+++ RECORDS SUPPLIED

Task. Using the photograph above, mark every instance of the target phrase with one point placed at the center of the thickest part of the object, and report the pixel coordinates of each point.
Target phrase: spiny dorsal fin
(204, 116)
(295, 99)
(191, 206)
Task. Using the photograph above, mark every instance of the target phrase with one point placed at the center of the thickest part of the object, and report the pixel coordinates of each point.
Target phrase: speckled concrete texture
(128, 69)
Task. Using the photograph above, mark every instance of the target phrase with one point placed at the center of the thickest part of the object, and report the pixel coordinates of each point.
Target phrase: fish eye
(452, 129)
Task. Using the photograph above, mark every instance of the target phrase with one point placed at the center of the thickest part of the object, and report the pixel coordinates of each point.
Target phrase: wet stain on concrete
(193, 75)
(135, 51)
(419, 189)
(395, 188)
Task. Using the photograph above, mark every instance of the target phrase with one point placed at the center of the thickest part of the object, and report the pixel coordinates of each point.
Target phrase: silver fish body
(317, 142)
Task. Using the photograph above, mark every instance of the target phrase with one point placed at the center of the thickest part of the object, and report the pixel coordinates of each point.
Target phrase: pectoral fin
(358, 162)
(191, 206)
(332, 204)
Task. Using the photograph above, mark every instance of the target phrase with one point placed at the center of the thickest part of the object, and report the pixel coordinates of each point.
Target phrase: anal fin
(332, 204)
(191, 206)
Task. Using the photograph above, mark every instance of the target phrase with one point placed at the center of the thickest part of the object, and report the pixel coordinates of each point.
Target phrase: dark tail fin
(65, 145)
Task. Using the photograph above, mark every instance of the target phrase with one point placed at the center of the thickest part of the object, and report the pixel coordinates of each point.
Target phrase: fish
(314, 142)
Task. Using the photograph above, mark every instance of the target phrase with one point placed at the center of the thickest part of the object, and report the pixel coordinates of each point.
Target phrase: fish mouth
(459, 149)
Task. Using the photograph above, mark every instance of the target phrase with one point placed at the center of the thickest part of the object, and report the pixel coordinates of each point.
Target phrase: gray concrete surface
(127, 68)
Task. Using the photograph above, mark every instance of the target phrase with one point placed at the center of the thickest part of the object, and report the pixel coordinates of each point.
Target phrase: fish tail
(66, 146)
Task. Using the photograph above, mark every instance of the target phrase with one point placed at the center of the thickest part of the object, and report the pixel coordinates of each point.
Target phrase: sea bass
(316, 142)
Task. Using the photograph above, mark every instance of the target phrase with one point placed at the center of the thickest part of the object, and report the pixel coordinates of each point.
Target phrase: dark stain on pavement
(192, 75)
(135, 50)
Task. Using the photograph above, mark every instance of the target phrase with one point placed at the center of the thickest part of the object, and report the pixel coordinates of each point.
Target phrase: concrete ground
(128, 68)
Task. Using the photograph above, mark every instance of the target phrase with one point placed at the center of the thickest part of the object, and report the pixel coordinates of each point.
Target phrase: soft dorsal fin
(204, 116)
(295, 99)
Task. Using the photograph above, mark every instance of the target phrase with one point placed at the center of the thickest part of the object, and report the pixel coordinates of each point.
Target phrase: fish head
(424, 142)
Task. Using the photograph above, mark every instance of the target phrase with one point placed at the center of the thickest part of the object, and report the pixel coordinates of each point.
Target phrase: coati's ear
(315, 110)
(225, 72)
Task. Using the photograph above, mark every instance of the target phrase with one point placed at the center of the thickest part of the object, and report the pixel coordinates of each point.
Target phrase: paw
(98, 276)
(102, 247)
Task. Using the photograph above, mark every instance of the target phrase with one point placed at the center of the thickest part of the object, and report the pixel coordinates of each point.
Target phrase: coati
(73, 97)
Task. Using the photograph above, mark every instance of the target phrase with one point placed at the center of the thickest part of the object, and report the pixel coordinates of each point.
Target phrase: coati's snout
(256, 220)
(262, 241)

++++++

_OBJECTIVE_: Report each line in the records above that contains the string "dark", copying every such line in full. Case counts.

_IN RESPONSE_:
Target phrase: dark tail fin
Target phrase: dark stain on pavement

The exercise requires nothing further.